— What this task involves —
Omit each picture as you copy the entries exactly.

Stored items:
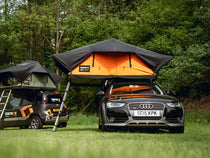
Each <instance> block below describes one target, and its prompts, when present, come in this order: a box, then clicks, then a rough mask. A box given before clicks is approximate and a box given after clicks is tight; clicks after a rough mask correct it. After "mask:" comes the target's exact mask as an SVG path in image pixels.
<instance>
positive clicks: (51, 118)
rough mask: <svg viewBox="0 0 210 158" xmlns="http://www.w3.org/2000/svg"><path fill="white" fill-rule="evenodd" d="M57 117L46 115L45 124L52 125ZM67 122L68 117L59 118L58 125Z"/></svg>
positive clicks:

— Your response —
Each <instance> block below describes one target, and its prompts, when present, come in this order: a box, then clicks, then a rough mask. A box given before clicks is approximate and a box given after clicks is tight; clicks after a rough mask correct it. After "mask:" comes the target's exact mask as an SVG path in image pixels.
<instance>
positive clicks: (51, 118)
rough mask: <svg viewBox="0 0 210 158" xmlns="http://www.w3.org/2000/svg"><path fill="white" fill-rule="evenodd" d="M57 117L46 115L45 124L52 125ZM67 122L68 117L59 118L58 125Z"/></svg>
positive clicks:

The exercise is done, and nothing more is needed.